▶ What you need to do
Copy every one of the entries below word for word, keeping them in their original order.
****************
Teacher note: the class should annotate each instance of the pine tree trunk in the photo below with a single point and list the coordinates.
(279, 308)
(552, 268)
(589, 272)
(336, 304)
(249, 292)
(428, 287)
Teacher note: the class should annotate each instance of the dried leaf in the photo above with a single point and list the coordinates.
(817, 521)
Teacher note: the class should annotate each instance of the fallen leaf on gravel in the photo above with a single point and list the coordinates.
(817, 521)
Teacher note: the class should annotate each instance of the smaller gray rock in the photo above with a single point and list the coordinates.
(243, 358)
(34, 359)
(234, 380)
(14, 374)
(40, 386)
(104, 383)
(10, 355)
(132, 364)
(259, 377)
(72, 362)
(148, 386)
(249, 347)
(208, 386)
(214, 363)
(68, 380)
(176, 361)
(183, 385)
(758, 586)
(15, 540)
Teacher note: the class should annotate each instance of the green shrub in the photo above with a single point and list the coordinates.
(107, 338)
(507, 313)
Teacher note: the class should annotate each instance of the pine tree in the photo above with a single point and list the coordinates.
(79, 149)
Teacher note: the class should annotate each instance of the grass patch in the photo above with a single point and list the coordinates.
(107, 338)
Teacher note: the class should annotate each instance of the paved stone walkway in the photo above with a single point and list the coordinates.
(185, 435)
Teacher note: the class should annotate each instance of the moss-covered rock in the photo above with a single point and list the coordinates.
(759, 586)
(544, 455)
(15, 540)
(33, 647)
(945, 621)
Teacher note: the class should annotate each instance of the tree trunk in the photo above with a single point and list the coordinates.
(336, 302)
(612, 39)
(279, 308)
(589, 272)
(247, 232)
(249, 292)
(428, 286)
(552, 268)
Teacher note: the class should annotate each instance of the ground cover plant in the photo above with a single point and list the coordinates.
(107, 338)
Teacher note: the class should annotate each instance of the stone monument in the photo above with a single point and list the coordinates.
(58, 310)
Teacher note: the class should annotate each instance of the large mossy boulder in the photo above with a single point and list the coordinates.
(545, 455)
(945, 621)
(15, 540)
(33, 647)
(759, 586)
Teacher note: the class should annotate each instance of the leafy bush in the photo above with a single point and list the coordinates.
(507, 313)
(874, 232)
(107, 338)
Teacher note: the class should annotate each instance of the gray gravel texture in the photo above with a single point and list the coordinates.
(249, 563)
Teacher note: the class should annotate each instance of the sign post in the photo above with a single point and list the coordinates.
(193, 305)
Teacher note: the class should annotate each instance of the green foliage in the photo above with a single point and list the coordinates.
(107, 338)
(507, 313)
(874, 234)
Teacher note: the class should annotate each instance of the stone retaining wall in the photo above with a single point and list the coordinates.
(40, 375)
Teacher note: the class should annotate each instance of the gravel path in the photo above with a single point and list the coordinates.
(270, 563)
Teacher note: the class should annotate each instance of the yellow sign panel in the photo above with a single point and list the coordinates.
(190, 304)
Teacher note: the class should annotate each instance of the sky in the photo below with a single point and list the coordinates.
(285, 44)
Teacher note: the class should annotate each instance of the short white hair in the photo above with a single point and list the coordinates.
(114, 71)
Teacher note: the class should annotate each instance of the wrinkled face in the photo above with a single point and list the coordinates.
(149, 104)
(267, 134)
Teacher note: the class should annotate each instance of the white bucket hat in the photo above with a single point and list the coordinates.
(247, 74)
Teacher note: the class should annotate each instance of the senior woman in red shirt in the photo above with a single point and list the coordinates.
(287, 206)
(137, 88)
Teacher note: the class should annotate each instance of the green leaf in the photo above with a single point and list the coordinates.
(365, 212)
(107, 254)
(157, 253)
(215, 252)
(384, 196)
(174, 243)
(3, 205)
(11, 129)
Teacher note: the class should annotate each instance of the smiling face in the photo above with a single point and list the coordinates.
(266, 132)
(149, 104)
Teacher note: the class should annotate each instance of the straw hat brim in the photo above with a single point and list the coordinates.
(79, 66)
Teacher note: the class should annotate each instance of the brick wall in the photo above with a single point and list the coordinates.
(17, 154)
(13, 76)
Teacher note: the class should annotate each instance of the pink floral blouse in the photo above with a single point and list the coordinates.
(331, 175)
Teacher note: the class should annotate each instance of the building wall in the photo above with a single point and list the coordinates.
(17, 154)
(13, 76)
****************
▶ The answer
Teacher note: the class should annotate each instance of the pine tree trunk in the photo below with a single point and list the coordinates.
(279, 308)
(552, 268)
(589, 272)
(336, 304)
(249, 292)
(428, 287)
Teacher note: the class should annotate each instance of the dried leaf in the photo above with a single point and list the coordinates.
(817, 521)
Teacher note: the class should annotate each instance of the fallen leaf on gravel in the photo above with a single point and list the coordinates.
(817, 521)
Teacher note: the class should annotate each instance of the smaller gray rock in the photo above with a single point and list the coordinates.
(243, 358)
(34, 359)
(234, 380)
(14, 374)
(40, 386)
(104, 383)
(10, 355)
(132, 364)
(259, 377)
(72, 362)
(148, 386)
(249, 347)
(208, 386)
(214, 363)
(68, 380)
(176, 361)
(183, 385)
(758, 586)
(15, 540)
Teacher note: the class should annotate each instance of the green shrub in the photo above with a single point and list the coordinates.
(107, 338)
(507, 313)
Teacher note: the class should annotate each instance of the pine tree in the photo above with a single point and list the coordinates.
(79, 149)
Teacher note: the class should annotate each instance of the grass patch in the photo above with a single point and list the coordinates.
(107, 338)
Teacher note: the class should annotate each instance of the paved stone walkway in the photo above with a single point and list the coordinates.
(185, 435)
Teacher note: the class should annotate each instance of the moss-covered rock in the photo above with a single point and list the coordinates.
(759, 586)
(544, 455)
(15, 540)
(33, 647)
(945, 621)
Teacher note: the class should annotate each instance of the tree trunk in the photo above with a single point and list the coordinates.
(336, 302)
(612, 39)
(279, 308)
(589, 272)
(247, 232)
(249, 292)
(428, 286)
(552, 268)
Teacher note: the class should annotate each instance of the ground cover plant in the photo above with a single point and list the coordinates.
(107, 338)
Teacher note: the class should annotate each instance of the stone monument in the photo above with a single point and list the coordinates.
(58, 310)
Teacher note: the class should annotate each instance of the large mossy boulder in the photo above with a single point and list the coordinates.
(545, 455)
(945, 621)
(15, 540)
(33, 647)
(759, 586)
Teacher note: the class should annotate each instance of the leafy bush in the photo above with a single point and list the coordinates.
(507, 313)
(874, 232)
(107, 338)
Teacher note: the class should annotate each instance of the gray gravel texture in the photo above with a single point and list the coordinates.
(249, 563)
Teacher note: the class should annotate each instance of the sign post in the photo above with a single point and list the coordinates.
(193, 305)
Teacher note: the class should annotate each instance of the green foliage in the photo above with a single point and list the coordinates.
(107, 338)
(507, 313)
(874, 234)
Teacher note: the class should annotate each instance of the stone retaining wall in the photo above with a single point and list the coordinates.
(40, 375)
Teacher note: the class should annotate each instance of the gravel path in the photo above with a single point and list the coordinates.
(270, 563)
Teacher note: the class should annotate each instance of the yellow sign panel in the photo above with a single point and list the coordinates.
(190, 304)
Teacher note: the class should annotate each instance of the sky in the photo below with a single point and list the coordinates.
(285, 44)
Teacher note: the class should annotate each instance of the short white hair in the photo above with a single point and list the coordinates.
(114, 71)
Teacher note: the class should annotate each instance of the wrinkled face in the photo above with a single point and list the coordinates.
(149, 104)
(267, 134)
Teacher note: the class should annotate each instance of the white bucket hat in the photo above with a single point and list the coordinates.
(247, 74)
Teacher note: the class should annotate each instance of the senior woman in red shirt in the photo above with a single point and list the coordinates.
(287, 206)
(137, 88)
Teacher note: the class should annotate each instance of the green leaf in the photo above with a single point and list the coordinates.
(365, 212)
(107, 254)
(157, 253)
(215, 252)
(384, 196)
(174, 243)
(3, 205)
(11, 129)
Teacher note: the class should annotate each instance of the smiling face in the photo above with a single point and list the coordinates.
(266, 132)
(149, 104)
Teacher note: the class should annotate each instance of the straw hat brim in the photo above with a single point and list the coordinates.
(79, 66)
Teacher note: the class should annotate each instance of the brick wall in the photo above with a single point and list the coordinates.
(17, 154)
(13, 76)
Teacher note: the class should annotate each instance of the pink floral blouse in the photo above with a single point and list the coordinates.
(331, 175)
Teacher note: the class should annotate each instance of the building wall in the photo above with a single point and list the coordinates.
(17, 154)
(13, 76)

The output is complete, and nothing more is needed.